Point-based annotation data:
══════════════════════════════
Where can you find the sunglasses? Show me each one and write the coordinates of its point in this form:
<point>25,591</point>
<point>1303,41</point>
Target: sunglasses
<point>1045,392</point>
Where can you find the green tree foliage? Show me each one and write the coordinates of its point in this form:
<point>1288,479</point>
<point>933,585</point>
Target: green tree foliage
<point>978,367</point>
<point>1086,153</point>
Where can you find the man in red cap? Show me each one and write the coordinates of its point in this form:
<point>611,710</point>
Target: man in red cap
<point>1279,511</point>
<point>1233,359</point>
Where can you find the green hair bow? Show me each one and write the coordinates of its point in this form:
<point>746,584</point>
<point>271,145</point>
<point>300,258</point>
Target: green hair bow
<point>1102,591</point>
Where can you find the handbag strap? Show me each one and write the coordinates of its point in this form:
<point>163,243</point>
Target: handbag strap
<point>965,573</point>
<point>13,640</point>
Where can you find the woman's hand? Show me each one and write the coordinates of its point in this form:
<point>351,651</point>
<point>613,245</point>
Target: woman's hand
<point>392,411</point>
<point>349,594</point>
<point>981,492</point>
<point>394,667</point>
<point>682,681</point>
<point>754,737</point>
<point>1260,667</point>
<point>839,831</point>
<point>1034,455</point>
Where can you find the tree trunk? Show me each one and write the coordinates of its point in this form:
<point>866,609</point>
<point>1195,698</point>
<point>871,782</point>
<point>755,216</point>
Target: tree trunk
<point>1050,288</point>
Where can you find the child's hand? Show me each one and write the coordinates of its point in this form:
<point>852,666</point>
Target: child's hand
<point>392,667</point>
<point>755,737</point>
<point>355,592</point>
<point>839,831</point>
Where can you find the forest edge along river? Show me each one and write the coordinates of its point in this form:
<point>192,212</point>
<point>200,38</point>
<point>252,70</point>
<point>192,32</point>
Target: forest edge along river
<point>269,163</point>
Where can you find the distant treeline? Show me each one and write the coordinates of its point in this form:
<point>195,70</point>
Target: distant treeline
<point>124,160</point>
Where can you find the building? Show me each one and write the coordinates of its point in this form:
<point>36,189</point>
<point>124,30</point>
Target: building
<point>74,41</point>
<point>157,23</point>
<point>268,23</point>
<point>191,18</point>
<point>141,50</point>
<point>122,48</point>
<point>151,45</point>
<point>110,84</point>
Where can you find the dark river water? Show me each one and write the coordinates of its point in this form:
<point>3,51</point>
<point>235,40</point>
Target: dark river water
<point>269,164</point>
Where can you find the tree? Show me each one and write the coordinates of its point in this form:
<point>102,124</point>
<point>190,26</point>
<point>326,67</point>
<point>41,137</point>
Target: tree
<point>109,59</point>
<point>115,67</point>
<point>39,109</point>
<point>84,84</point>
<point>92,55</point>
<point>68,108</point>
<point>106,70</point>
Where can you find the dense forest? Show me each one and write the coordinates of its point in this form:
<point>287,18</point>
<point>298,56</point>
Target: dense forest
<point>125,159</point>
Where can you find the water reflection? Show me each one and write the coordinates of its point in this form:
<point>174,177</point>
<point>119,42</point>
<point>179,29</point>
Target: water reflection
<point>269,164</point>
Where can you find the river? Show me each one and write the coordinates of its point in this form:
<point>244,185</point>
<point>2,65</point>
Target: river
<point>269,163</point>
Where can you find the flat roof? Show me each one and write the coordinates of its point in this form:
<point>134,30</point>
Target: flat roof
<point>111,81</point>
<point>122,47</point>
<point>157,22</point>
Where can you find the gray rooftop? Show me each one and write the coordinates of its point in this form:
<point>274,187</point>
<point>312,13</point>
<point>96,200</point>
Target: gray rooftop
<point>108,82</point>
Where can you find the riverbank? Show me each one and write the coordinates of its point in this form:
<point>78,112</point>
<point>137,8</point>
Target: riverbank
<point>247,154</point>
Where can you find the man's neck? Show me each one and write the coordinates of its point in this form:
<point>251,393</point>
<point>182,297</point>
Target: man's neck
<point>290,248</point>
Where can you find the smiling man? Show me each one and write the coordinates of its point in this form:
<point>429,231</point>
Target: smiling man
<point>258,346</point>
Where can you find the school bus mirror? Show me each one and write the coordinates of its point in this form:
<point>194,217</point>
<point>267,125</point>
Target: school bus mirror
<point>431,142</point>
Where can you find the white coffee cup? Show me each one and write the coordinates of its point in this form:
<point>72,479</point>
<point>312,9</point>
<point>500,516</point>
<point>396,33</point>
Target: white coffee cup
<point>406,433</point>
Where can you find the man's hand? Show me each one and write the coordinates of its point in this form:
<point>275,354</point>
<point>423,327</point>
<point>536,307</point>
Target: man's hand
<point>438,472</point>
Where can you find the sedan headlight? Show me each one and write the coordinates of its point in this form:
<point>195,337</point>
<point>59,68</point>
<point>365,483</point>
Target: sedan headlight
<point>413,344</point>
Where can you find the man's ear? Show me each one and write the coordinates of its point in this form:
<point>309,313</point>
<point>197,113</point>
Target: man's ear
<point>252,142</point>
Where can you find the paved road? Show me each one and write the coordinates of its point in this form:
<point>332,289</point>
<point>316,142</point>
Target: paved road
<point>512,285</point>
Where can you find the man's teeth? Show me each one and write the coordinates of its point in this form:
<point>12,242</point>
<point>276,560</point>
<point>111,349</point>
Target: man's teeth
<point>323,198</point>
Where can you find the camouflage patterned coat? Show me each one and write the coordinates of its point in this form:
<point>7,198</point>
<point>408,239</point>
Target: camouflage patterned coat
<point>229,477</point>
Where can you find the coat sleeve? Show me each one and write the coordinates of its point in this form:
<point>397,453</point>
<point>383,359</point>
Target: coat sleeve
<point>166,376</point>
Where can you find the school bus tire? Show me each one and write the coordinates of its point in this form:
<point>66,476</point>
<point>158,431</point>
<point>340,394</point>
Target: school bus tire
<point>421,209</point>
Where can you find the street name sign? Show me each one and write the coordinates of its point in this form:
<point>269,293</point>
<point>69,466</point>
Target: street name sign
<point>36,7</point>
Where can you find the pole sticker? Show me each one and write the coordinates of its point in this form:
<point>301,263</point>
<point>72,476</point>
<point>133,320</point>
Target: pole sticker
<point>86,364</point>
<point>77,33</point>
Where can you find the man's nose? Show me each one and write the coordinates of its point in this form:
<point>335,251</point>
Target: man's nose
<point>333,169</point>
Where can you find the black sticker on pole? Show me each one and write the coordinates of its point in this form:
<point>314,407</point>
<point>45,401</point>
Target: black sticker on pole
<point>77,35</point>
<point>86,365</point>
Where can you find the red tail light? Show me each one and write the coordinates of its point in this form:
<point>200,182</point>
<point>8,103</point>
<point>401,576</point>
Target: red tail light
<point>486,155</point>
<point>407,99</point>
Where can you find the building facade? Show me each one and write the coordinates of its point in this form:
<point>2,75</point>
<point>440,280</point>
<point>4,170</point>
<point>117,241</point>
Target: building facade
══════════════════════════════
What needs to be done
Turn the lines from the one containing "Where can you find the black" up to and including the final line of the items into a numbered list, leaving out any blank lines.

Task output
1. Where can you find the black sticker on pole? Show me each one and write the coordinates of its point in this form:
2. <point>314,407</point>
3. <point>45,401</point>
4. Target: black sticker on pole
5. <point>77,35</point>
6. <point>86,365</point>
7. Where can you find the red tail light? Show me each one and write the coordinates of its point in this form:
8. <point>200,182</point>
9. <point>8,103</point>
10. <point>401,576</point>
11. Target: red tail light
12. <point>486,155</point>
13. <point>407,99</point>
14. Where can you find the building facade? Show me each one and write the coordinates of its point in this form:
15. <point>2,75</point>
16. <point>440,280</point>
17. <point>4,170</point>
18. <point>117,241</point>
19. Target: building facade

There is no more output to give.